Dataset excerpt
## Start

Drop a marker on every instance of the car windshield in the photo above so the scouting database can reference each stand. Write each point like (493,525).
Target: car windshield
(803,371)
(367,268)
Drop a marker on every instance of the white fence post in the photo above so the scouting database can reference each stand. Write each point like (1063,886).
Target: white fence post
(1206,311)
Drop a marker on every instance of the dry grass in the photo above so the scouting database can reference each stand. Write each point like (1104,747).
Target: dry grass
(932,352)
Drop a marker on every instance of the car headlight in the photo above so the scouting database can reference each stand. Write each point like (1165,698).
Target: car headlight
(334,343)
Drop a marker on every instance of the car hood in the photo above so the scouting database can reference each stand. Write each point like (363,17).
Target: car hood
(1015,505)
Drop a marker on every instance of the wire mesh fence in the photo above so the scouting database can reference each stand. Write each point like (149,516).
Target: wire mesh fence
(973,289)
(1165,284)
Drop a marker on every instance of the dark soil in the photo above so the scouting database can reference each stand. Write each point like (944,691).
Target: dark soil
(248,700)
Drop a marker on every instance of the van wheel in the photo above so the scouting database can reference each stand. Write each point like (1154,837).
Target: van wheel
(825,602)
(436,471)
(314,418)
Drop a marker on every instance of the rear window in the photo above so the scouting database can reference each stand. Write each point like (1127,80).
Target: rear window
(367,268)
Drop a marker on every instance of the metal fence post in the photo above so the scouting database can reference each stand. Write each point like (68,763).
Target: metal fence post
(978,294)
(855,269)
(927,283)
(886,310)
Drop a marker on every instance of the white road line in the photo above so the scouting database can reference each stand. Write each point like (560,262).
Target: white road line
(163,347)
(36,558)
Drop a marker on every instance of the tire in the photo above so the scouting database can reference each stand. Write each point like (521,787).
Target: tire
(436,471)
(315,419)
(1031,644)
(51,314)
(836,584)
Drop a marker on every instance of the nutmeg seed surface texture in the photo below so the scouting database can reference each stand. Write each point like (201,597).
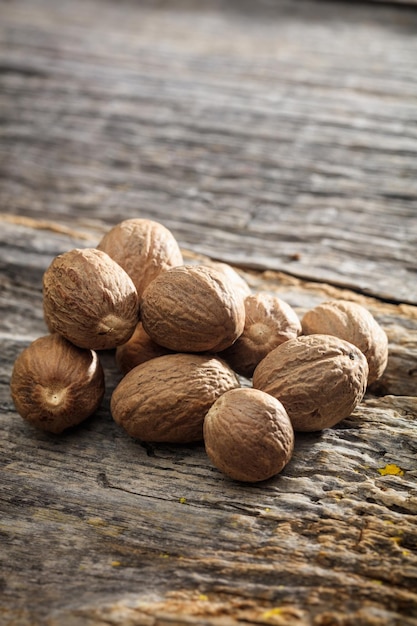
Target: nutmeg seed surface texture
(193,308)
(56,385)
(167,398)
(248,435)
(320,379)
(89,299)
(143,247)
(354,323)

## End

THE EXERCISE
Rewrite every one of the entries above as a JSON list of strings, with each line as its own string and blank lines skipped. Omit the pictures from your answer.

RESULT FOR THIS TASK
[
  "Drop a marker on every instance of the car windshield in the photo above so the scouting database can reference each stand. Write each point like (493,525).",
  "Target: car windshield",
  "(803,371)",
  "(367,268)",
  "Drop a marker on every instance of the white fence post in the photo above so the scouting database can reference each stand. Write each point like (1063,886).",
  "Target: white fence post",
  "(1206,311)",
  "Drop a marker on every instance of the dry grass in the photo above so the scouting database can reference each stand. Write each point like (1104,747).",
  "Target: dry grass",
  "(932,352)",
  "Drop a marker on every instance of the car headlight in the photo above so the scouting database can reference each stand. Write each point like (1165,698).",
  "Target: car headlight",
  "(334,343)",
  "Drop a marker on every instance of the car hood in the photo above so the scouting database can reference each stand. Write each point like (363,17).",
  "Target: car hood",
  "(1015,505)",
  "Drop a marker on every instance of the wire mesh fence in the photo above so the scouting database can reference each stand. Write each point like (149,516).",
  "Target: wire mesh fence",
  "(973,289)",
  "(1165,284)",
  "Drop a marker on every instance of the dark soil in the photo above so the scouting database can reference each stand. Write each point like (944,691).",
  "Target: dark soil",
  "(248,700)",
  "Drop a marker on every instance of the van wheel in the photo above so the scouting database can reference each stand. Write each point like (1154,837).",
  "Target: van wheel",
  "(825,602)",
  "(436,471)",
  "(314,418)",
  "Drop a marker on every instance of the rear window in the photo above so the scouting database can reference each stand. Write each point like (1127,80).",
  "Target: rear window",
  "(367,268)",
  "Drop a marker on every instance of the metal fence post in the photo above so the scouting database can reference each stand. Write each point like (68,763).",
  "Target: metal fence post",
  "(978,294)",
  "(855,269)",
  "(927,283)",
  "(886,310)",
  "Drop a marker on every instance of the white road line in the photo above so the scouting database can reference each stand. Write each point like (560,262).",
  "Target: white road line",
  "(163,347)",
  "(36,558)",
  "Drop a marker on every instance of the tire in the photo above so the scouting database can reference each stand. Write each point like (521,787).",
  "Target: tire",
  "(436,471)",
  "(315,419)",
  "(1031,644)",
  "(51,314)",
  "(836,584)",
  "Drop a marker on every instance of the nutmeg seed surface texture in the photo below so the scouting database can reference each stand. Write each point like (201,597).",
  "Target: nutmeg seed surface texture",
  "(193,308)",
  "(56,385)",
  "(167,398)",
  "(248,435)",
  "(320,379)",
  "(89,299)",
  "(143,247)",
  "(354,323)"
]